Text:
***
Congrats Chris, Tim, Ray & Wulfie. Those indoor venues are a noisy place of controlled chaos!


----------



## Chris Wild (Dec 14, 2001)

> Originally Posted By: Liesje
> Having done a lot of rally (and similar indoor AKC/UKC type stuff) I'm not convinced it's always "easier" than SchH. I think the actual skills are far easier, no doubt, and it requires far less precision with far more leading allowed, but the indoor environment is really tricky. Indoors, cramped rings, cramping outside of the ring (constant flow of dogs and people, neither of which care if you are in the middle of your run), all the noise and smells.


Yup. The exercises themselves are pretty easy comparatively in terms of what they require of the dog and handler. But the environment is another thing altogether. Very different and unusual, especially for dogs not used to it. In addition to the countless dogs constantly bumping and crowding and brushing past each other, Ray had a Std Poodle get in her face and a Cocker Spaniel jump on her head, and Wulf had a Golden absolutely obsessed with smelling his butt. Not something they're used to at all.
***
Recorded data:

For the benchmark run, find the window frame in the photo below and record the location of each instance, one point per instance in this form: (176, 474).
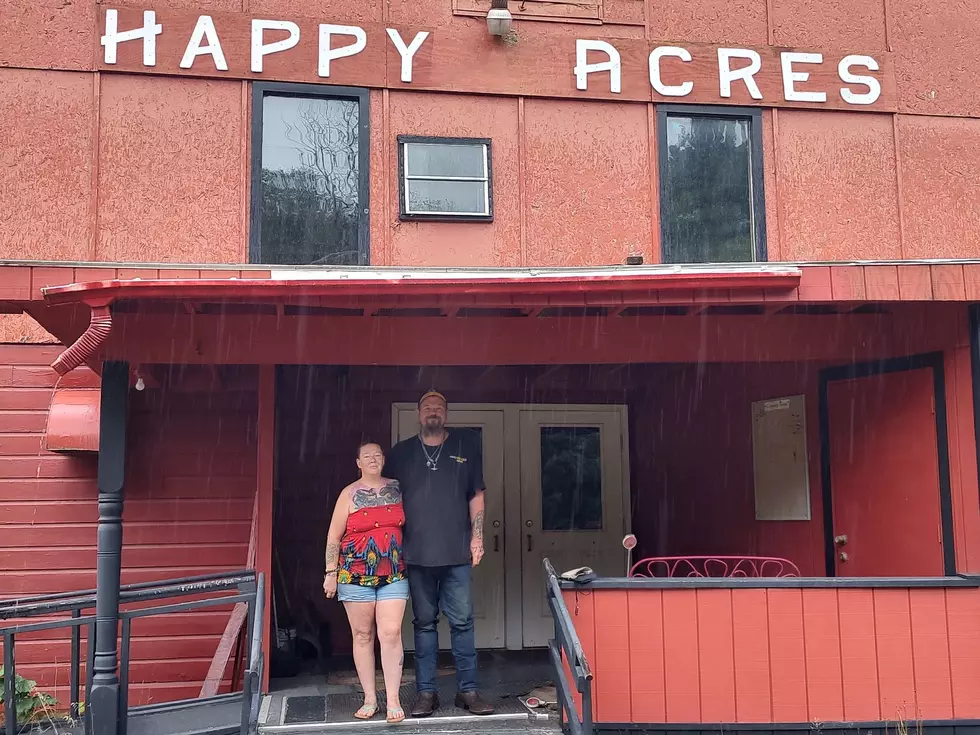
***
Tasks to carry out:
#1 In the forum thread about indoor dog trials, what breed of dog jumped on Ray's head?
#2 Continue the forum thread about indoor dog trials from its last sentence.

Outputs for the tasks:
#1 A Cocker Spaniel.

#2
> Originally Posted By: lhczthChris, your experiences were very unusual compared to what I have faced over the years. I have trained and trialed with AKC people for well over 26 years and even before I did SchH I was around SchH people. Except at one fun match did I ever hear negative comments and it wasn't really negative, just someone commenting about how a dog also did SchH.


Glad to hear it's not the norm in other venues. It wasn't an overwhelming attitude, like I said most people thought it was neat. It was only 3 or 4 people that had major misconceptions, and none were people actually involved in the trials, just spectators. So not sure they could be called "AKC/UKC people." Though 2 mentioned they showed in conformation, but we all know that's a whole different culture from any sort of performance.


----------



## Chris Wild (Dec 14, 2001)

> Originally Posted By: Nathaniel
> 
> Whats SchH?


SchH = Schutzhund. A German dogsport/breed test that involves tracking, obedience and protection.



> Originally Posted By: Nathaniel
> And my Athena is regiestered by one of the no-name registries, but I would love to get her involved in some sort of competition (if nothing else to give her a job) would my non-AKC papers be an issue?


Nope, lack of AKC papers isn't an issue. AKC and UKC both allow non-registered purebreds and mixed breeds to compete in performance events. You just have to get an ILP/PAL registration through the organization (dog must be spayed/neutered to do this) and that's all you need.


----------



## elisabeth_00117 (May 17, 2009)

Congrats!!!


----------



## G-burg (Nov 10, 2002)

Big, big congrats Chris -n- Ray and Tim -n- Wulf!! Great job on earning 2 of your 3 legs!









It always wonderful to hear how good our dogs do with new endeavors...


----------



## Lynn_P (Mar 17, 2004)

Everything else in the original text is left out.